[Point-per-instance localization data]
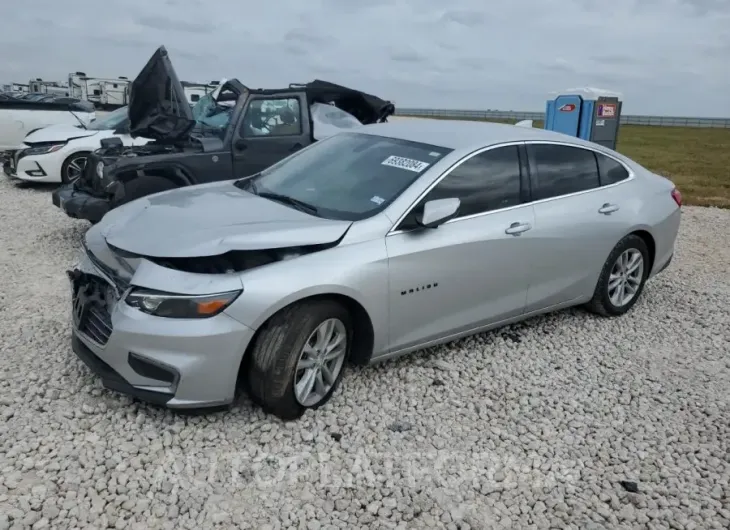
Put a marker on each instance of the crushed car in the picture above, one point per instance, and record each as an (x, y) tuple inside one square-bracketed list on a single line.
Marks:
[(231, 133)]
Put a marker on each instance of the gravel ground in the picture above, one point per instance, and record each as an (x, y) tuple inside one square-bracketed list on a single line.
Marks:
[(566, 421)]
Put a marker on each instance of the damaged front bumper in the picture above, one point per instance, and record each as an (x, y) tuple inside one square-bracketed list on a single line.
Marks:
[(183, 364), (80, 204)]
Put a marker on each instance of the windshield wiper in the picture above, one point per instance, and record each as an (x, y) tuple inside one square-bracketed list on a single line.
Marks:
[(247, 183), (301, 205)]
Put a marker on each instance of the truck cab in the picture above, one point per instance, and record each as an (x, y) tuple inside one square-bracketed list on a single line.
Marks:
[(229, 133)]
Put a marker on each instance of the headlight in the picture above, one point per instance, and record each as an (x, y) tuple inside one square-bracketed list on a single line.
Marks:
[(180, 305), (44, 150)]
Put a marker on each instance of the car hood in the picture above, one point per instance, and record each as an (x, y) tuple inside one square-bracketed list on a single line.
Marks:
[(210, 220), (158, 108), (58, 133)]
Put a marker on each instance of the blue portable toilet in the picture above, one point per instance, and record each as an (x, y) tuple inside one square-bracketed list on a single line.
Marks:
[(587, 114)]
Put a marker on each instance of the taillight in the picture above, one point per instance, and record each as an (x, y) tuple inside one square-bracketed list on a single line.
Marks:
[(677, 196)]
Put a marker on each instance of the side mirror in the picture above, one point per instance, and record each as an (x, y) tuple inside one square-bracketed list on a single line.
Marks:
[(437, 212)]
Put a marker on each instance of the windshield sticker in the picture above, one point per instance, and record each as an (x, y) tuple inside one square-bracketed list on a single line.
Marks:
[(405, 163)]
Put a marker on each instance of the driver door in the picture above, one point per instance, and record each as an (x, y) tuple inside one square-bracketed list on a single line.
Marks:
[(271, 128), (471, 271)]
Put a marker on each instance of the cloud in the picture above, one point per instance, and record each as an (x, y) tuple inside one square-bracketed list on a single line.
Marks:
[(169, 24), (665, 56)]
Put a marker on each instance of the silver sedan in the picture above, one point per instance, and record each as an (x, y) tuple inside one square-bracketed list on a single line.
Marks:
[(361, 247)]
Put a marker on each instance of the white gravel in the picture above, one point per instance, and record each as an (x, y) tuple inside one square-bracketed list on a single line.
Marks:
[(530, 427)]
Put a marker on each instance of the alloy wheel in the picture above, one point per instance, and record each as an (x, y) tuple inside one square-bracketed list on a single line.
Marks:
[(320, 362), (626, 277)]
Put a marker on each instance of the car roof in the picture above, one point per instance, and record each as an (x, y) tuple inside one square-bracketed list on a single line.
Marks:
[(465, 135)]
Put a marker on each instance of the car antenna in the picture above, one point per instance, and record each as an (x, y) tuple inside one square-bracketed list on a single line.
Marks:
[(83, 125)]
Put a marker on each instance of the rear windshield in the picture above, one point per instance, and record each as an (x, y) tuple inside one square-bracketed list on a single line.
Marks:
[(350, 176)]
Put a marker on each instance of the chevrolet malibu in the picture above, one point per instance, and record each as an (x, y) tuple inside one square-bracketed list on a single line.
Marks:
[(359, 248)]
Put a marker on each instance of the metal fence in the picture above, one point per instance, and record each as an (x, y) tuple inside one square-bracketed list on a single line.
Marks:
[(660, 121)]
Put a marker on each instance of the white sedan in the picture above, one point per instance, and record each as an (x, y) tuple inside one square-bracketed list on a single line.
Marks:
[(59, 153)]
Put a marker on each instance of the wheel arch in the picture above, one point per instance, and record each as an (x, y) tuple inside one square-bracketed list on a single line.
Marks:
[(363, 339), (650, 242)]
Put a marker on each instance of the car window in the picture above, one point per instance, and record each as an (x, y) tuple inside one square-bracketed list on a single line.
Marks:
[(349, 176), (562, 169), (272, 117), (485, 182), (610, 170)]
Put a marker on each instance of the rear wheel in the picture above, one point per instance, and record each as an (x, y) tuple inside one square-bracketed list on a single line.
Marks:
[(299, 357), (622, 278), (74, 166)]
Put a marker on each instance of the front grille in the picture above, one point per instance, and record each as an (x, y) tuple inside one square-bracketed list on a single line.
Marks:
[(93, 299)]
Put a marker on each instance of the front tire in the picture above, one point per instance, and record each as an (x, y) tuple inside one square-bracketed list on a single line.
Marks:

### Aim of the task
Copy every line from the records above that contains the word "windshield".

### Your solution
Put a marker on each instance of the windshield wiper in the picture above, one point per instance, and record each as an (x, y) tuple inside one square-bracketed list on a single line.
Put a marker on each instance of the windshield sticker in the picture above, one point per instance, and record each as an (x, y) tuple inside one square-bracketed list on a single line.
Put a marker on each instance of the rear windshield in the picture above, one point per instance, and record each as an (x, y) tuple inside one square-bracketed list on a single line.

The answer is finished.